→ What is expected
List every line of the data below that contains the word "plank". Uppercase and lowercase letters count as different.

→ Extracted entries

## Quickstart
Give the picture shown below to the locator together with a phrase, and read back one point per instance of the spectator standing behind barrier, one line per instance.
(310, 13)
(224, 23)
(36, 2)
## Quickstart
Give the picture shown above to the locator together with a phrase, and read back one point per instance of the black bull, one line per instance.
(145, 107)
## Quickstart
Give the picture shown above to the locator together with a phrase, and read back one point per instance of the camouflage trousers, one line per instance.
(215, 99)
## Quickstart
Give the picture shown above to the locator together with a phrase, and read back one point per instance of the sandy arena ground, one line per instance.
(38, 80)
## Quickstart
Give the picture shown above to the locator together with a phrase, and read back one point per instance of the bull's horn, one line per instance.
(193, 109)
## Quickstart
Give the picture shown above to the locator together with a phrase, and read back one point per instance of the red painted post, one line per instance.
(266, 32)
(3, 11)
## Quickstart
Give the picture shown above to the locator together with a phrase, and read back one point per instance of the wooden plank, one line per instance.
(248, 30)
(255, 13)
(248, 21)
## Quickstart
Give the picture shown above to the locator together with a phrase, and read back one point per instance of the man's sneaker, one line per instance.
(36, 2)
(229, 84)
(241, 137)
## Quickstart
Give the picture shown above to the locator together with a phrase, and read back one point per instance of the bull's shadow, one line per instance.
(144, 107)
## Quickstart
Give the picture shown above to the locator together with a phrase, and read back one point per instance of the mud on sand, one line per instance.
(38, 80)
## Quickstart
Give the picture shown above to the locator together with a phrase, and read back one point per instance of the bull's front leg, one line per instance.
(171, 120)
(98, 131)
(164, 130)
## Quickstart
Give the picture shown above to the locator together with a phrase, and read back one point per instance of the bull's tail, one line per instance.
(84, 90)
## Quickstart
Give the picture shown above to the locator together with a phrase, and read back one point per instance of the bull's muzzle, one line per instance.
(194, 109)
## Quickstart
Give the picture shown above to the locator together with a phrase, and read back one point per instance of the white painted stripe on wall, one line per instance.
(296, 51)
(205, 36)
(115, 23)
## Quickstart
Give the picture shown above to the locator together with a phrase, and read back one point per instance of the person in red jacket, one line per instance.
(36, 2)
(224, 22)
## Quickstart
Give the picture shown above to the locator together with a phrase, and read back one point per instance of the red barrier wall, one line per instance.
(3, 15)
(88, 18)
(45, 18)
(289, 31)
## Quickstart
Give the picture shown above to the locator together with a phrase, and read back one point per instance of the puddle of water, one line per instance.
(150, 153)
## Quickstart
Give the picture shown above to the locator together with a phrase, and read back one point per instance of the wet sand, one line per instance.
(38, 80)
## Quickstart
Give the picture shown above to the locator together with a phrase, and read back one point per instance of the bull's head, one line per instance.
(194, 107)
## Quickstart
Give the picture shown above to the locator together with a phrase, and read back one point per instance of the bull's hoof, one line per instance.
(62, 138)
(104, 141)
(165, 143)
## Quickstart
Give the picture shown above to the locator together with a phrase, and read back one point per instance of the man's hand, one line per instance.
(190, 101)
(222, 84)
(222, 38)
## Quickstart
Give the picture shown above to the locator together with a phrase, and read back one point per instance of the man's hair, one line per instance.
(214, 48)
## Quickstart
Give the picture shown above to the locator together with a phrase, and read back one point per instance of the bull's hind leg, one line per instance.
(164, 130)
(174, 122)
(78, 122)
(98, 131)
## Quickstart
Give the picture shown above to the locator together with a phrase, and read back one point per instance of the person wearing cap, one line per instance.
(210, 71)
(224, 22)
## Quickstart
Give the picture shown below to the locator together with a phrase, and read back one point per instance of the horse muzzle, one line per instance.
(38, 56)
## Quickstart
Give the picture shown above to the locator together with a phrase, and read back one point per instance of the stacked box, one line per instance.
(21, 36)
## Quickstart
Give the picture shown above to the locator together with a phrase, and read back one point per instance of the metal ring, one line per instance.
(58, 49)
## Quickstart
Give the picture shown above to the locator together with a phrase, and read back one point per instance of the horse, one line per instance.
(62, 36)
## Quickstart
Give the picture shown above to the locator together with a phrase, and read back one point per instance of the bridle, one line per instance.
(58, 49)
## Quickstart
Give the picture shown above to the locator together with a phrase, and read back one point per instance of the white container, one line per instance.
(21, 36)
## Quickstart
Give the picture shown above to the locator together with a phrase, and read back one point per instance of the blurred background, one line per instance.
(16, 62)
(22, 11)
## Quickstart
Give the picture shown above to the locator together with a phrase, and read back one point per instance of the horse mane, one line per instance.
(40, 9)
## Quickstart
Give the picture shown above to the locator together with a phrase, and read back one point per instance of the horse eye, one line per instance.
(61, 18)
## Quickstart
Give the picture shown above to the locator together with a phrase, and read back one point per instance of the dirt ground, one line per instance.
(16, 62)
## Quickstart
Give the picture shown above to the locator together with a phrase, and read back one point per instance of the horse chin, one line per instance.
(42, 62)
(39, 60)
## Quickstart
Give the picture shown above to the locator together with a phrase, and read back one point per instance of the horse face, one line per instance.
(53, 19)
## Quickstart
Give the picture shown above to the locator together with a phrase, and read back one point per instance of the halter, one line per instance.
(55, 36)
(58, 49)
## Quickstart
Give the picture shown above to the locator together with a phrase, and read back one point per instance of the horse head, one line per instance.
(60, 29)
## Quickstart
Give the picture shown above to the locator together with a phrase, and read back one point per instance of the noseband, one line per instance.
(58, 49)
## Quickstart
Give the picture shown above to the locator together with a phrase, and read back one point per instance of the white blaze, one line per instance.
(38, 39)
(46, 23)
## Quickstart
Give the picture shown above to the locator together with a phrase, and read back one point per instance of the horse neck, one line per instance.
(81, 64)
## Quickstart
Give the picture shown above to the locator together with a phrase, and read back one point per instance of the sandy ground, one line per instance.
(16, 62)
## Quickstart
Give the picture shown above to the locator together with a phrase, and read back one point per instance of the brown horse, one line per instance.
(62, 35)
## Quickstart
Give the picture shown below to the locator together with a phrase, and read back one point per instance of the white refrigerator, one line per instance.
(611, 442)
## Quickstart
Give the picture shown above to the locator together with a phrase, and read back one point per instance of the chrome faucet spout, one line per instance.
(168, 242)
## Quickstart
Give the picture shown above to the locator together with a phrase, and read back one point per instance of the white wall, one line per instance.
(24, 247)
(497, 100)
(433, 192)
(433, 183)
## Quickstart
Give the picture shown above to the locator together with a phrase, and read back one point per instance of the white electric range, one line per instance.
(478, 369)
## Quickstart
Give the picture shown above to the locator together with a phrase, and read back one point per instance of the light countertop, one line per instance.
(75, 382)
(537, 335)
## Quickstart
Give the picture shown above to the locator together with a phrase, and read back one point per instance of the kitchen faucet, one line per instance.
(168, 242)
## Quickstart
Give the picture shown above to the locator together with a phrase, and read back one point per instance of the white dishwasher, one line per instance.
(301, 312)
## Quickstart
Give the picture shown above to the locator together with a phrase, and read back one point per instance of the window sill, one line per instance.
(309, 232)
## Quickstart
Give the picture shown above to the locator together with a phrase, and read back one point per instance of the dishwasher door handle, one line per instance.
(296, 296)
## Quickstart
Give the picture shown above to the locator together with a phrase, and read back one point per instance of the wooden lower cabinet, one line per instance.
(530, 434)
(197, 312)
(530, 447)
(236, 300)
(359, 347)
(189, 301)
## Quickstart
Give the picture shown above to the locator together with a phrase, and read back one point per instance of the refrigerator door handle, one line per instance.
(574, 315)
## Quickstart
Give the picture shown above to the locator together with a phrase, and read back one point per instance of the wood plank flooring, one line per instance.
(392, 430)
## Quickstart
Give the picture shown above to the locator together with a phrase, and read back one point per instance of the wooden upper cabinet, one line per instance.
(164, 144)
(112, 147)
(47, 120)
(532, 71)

→ Solved exercise
Give the picture shown above to the locator together with a phrase, and read back one point per instance of the wooden plank, one line per instance.
Give the picture shown above to the locator together with a phrase, and read back one point per instance of the wood plank flooring, one line per instance.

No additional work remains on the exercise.